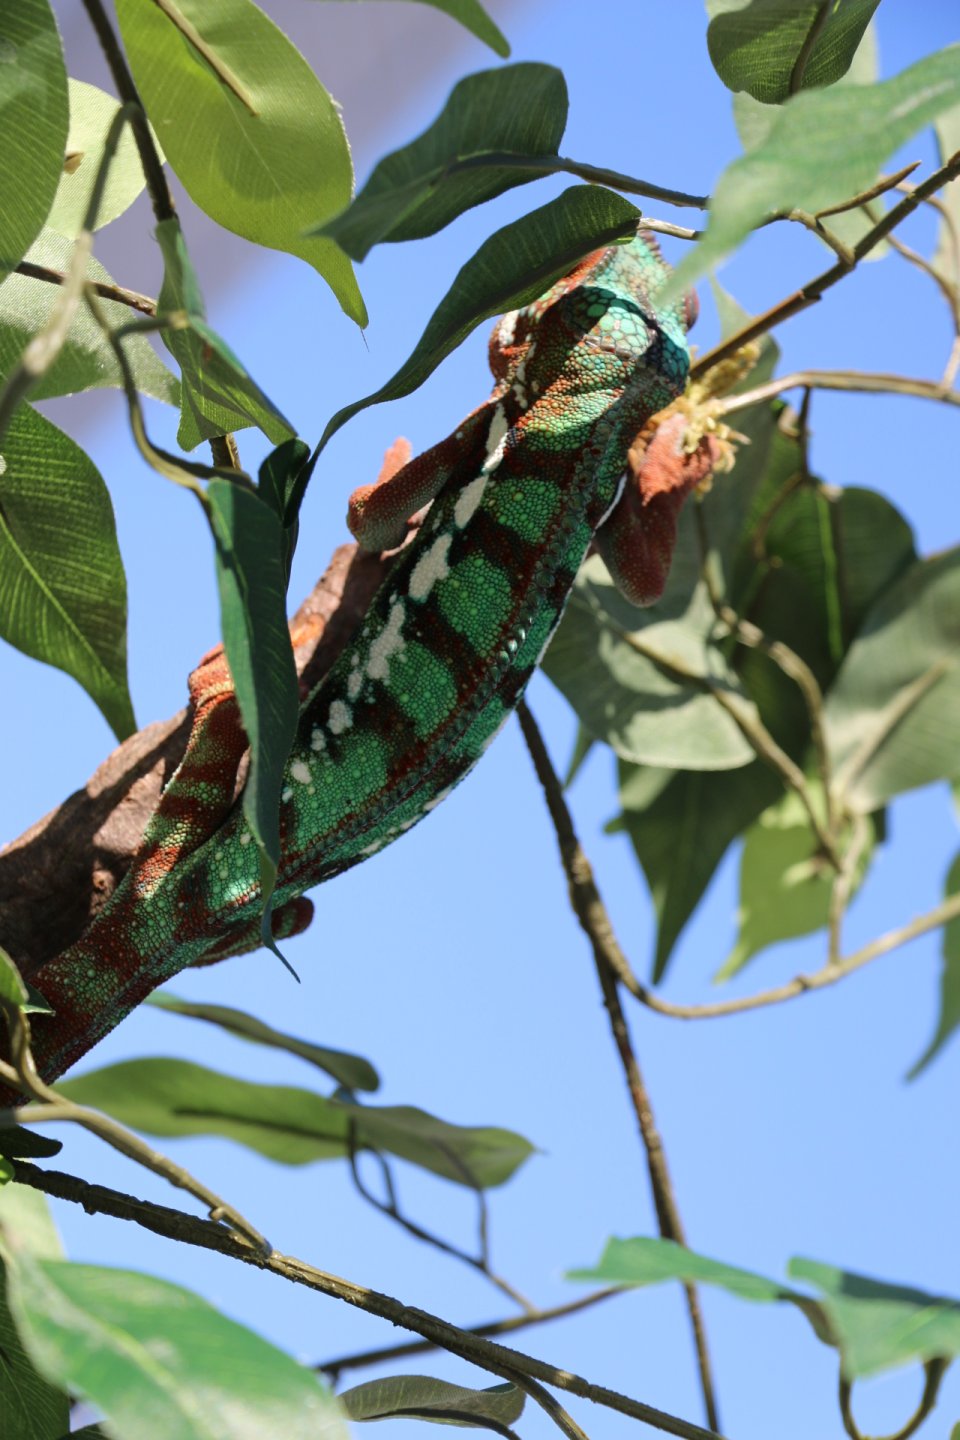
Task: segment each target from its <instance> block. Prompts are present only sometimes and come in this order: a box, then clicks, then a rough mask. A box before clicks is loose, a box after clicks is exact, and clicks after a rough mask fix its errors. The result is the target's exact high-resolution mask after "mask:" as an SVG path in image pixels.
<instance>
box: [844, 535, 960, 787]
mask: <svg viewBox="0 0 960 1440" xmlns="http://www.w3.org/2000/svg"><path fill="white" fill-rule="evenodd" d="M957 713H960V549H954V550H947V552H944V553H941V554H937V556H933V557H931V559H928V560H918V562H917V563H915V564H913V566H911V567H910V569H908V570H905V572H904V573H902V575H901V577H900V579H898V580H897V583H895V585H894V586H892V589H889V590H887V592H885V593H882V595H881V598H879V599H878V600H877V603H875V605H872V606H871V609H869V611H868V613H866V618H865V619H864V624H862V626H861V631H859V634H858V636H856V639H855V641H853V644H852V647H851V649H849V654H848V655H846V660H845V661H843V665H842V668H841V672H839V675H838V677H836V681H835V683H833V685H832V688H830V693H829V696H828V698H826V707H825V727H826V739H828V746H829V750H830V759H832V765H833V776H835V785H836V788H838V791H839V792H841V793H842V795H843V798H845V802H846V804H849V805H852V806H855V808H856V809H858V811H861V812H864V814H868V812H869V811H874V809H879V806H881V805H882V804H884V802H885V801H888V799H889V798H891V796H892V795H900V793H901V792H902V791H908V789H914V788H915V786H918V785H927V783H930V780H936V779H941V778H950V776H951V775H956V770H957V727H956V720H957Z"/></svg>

::::

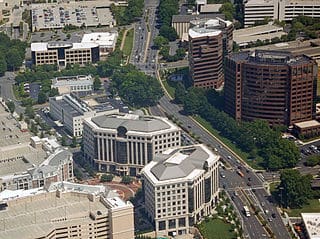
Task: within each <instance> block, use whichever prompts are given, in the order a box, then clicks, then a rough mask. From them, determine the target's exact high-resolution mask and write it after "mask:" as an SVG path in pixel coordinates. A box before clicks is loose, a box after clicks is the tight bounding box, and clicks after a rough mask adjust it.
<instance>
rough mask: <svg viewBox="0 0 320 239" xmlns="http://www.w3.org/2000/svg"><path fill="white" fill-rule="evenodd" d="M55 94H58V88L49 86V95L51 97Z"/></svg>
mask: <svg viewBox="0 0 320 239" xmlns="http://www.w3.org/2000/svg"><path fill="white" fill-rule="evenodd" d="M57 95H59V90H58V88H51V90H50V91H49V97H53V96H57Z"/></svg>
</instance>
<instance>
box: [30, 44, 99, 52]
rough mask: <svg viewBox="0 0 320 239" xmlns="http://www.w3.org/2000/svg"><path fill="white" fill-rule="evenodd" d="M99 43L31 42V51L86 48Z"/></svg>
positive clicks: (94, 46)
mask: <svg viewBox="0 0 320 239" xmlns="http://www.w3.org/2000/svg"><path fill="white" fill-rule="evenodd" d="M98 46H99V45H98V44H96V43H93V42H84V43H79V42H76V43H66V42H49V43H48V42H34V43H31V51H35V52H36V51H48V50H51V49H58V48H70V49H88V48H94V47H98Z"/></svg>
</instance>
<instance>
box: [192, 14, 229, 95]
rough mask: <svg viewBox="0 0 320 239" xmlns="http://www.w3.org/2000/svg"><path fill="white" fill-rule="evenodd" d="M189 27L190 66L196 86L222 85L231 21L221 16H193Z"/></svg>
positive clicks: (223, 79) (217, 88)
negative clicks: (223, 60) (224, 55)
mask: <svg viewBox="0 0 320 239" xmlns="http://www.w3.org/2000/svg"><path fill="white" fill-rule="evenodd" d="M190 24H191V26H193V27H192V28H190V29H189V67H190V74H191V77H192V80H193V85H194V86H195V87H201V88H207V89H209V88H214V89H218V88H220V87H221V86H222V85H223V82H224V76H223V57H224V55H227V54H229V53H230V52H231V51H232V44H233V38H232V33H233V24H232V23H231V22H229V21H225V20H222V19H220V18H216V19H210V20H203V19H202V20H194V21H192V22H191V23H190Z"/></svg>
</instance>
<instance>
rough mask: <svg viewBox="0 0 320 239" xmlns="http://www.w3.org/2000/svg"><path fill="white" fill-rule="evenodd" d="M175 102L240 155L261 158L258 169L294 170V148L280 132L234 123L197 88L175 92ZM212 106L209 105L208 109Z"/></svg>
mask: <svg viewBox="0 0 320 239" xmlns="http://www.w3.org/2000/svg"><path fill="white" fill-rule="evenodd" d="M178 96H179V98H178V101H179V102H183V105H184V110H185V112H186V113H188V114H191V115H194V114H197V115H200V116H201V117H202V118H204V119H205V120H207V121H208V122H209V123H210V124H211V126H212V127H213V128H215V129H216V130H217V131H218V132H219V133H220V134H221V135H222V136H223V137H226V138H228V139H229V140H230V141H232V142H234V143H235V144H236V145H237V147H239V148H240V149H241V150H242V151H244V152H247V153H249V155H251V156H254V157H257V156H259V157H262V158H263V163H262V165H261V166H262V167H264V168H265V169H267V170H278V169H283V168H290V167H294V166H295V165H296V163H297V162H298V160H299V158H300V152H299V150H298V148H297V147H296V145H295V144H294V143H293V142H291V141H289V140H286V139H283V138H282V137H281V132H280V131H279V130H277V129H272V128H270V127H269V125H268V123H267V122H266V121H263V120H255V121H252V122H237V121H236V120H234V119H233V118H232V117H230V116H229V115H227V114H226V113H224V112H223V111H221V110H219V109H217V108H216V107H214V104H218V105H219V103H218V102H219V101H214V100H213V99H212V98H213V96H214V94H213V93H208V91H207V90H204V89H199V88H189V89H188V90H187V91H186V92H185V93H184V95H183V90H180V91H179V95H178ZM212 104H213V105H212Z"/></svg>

::::

= ASSIGNMENT =
Go to the line with "positive clicks: (94, 46)" in the entries above and repeat every line from there through the line with "positive clicks: (223, 79) (217, 88)", exactly and with no other text.

= REPLY =
positive clicks: (94, 46)
mask: <svg viewBox="0 0 320 239" xmlns="http://www.w3.org/2000/svg"><path fill="white" fill-rule="evenodd" d="M98 46H99V45H98V44H96V43H93V42H84V43H79V42H76V43H66V42H49V43H48V42H34V43H31V51H35V52H36V51H48V50H51V49H58V48H70V49H88V48H94V47H98Z"/></svg>
</instance>
<instance>
box: [192, 14, 229, 95]
rough mask: <svg viewBox="0 0 320 239" xmlns="http://www.w3.org/2000/svg"><path fill="white" fill-rule="evenodd" d="M189 27L190 66L196 86L222 85L231 21L221 16H193Z"/></svg>
positive clicks: (223, 79) (217, 88)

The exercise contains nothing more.